(Source data begins)

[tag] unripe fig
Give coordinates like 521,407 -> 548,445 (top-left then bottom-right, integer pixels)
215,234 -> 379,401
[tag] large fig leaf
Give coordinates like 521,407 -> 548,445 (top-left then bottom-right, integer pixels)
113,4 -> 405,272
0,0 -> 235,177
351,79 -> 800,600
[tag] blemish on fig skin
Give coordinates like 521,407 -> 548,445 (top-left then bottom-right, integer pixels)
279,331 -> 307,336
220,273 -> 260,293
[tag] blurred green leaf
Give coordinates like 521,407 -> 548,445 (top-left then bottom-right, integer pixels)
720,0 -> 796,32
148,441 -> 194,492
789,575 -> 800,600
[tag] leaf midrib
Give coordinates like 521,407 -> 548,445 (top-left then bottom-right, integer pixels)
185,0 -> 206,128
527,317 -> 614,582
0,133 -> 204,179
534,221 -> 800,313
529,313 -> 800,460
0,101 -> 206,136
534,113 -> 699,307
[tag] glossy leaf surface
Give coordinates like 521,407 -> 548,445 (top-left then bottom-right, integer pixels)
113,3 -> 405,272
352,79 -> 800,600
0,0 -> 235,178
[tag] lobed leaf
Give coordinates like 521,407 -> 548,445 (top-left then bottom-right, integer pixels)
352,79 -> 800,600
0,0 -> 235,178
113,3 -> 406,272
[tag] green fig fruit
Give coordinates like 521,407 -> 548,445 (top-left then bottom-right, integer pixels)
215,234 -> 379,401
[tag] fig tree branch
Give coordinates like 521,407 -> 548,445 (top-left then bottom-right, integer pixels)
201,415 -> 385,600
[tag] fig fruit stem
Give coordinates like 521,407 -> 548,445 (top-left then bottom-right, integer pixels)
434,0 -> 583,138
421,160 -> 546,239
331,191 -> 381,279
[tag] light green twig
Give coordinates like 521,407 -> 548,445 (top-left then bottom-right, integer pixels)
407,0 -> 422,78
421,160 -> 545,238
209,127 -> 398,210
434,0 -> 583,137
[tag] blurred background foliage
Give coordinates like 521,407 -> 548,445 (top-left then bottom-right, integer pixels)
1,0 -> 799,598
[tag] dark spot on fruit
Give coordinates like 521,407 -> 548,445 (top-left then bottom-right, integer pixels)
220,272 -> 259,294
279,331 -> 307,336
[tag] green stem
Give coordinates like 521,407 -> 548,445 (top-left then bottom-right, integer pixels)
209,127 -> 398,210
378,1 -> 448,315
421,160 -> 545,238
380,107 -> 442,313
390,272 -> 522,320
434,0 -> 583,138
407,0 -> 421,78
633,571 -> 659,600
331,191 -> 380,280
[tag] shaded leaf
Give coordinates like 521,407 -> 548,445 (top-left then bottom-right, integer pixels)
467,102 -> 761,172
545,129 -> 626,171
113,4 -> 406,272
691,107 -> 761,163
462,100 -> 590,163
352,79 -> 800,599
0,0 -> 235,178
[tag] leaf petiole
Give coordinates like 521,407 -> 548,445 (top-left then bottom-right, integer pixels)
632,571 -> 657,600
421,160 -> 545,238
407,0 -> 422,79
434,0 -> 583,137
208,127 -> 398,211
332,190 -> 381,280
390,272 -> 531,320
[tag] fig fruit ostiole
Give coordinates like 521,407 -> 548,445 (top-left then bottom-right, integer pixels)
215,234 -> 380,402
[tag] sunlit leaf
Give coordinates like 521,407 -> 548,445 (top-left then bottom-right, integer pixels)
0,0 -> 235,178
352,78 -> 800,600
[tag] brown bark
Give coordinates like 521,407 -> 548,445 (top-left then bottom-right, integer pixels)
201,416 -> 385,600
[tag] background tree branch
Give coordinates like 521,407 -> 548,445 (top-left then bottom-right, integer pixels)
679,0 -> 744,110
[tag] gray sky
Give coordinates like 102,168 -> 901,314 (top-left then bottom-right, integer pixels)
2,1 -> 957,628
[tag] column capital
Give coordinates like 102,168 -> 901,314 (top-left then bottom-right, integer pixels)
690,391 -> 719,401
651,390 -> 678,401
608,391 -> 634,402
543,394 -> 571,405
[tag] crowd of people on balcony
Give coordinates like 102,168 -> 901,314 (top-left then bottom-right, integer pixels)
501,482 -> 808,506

(Source data ends)

## Work item
The records above should be returned exactly.

## Output for this task
[tag] unripe fig
Give coordinates like 521,407 -> 548,445 (top-left then bottom-right, integer pixels)
215,234 -> 379,401
[tag] large fig leaf
Give coordinates like 521,407 -> 548,445 (top-left then bottom-right, integer pixels)
113,4 -> 405,272
0,0 -> 235,177
351,79 -> 800,600
[tag] blemish on fig skin
Give coordinates like 521,407 -> 548,445 (top-left then bottom-right, integer pixels)
279,331 -> 307,336
220,273 -> 260,293
[tag] blurred green leaf
Give coordinates like 521,407 -> 548,445 (top-left then bottom-right, integer pixels)
720,0 -> 796,32
148,441 -> 194,492
789,575 -> 800,600
[tag] leaf midrib
Give coordinates like 521,407 -> 548,445 (top-left then bottom-right, integer pixels)
185,0 -> 206,128
527,317 -> 614,582
0,133 -> 204,179
534,221 -> 800,313
529,313 -> 800,460
0,101 -> 206,136
534,113 -> 699,307
[tag] glossy leaf surface
Give coordinates like 521,407 -> 548,445 (top-left then bottom-right, integer pixels)
113,3 -> 405,272
352,79 -> 800,600
0,0 -> 235,178
[tag] lobed leaf
Give coordinates like 521,407 -> 548,445 (top-left then bottom-right, integer pixels)
352,79 -> 800,600
0,0 -> 235,178
113,3 -> 406,272
[tag] green fig fruit
Give coordinates like 521,407 -> 548,445 (top-left then bottom-right, integer pixels)
215,234 -> 379,401
[tag] fig tree branch
Give coordinates like 521,407 -> 548,445 (top-left then bottom-right, integer pixels)
201,415 -> 385,600
[tag] fig fruit stem
Give coordinates like 521,407 -> 548,445 (top-left then bottom-right, integer pixels)
434,0 -> 583,138
421,160 -> 546,239
331,191 -> 381,279
[tag] light green twig
Give coordinates like 521,407 -> 548,445 (top-left then bottom-right, integer pixels)
407,0 -> 422,78
421,160 -> 545,238
209,127 -> 398,210
434,0 -> 583,137
[tag] blurred background foliage
Give coordinates like 521,407 -> 548,445 (top-left then bottom-right, integer pixels)
1,0 -> 799,598
[tag] dark spot on fruit
Give coordinates like 521,407 -> 548,445 (top-left then bottom-right, integer pixels)
220,272 -> 259,294
279,331 -> 307,336
[tag] green stem
Give coordinates like 521,407 -> 548,445 (top-left then bottom-right, integer pixels)
209,127 -> 398,210
378,1 -> 448,315
421,160 -> 545,238
380,107 -> 442,313
390,272 -> 522,320
434,0 -> 583,138
407,0 -> 421,78
633,571 -> 659,600
331,191 -> 380,280
[tag] shaded leaf
Give coordinates like 521,407 -> 548,445 (top-left then bottom-right, integer pixels)
467,102 -> 761,172
545,129 -> 626,171
113,4 -> 406,272
691,107 -> 761,163
462,100 -> 590,163
352,79 -> 800,599
0,0 -> 235,178
[tag] leaf petiole
Give coordinates like 521,407 -> 548,445 (top-left then bottom-right, integer pixels)
632,571 -> 657,600
421,160 -> 545,238
407,0 -> 422,79
434,0 -> 583,137
208,127 -> 398,211
332,190 -> 381,280
390,272 -> 531,320
[tag] fig fruit ostiole
Give coordinates like 521,407 -> 548,445 (top-left then bottom-right, integer pixels)
215,234 -> 380,402
[tag] sunlit leaf
Give coordinates like 521,407 -> 548,445 (top-left then bottom-right, integer pixels)
0,0 -> 235,178
352,78 -> 800,600
[tag] brown bark
Give coordinates like 521,407 -> 548,445 (top-left then bottom-right, integer pixels)
201,416 -> 385,600
[tag] background tree branch
Give coordinates like 521,407 -> 548,445 (top-left then bottom-right, integer pixels)
679,0 -> 744,110
[tag] gray sky
Give coordinates like 102,168 -> 901,314 (top-left then bottom-right, integer pixels)
2,1 -> 957,628
[tag] column capital
Give coordinates like 102,168 -> 901,314 (top-left then bottom-right, integer pixels)
690,391 -> 719,401
651,390 -> 678,401
608,391 -> 634,402
543,394 -> 571,405
[tag] crowd of people on balcony
Give coordinates like 102,168 -> 901,314 (top-left then bottom-right, integer pixels)
501,482 -> 808,506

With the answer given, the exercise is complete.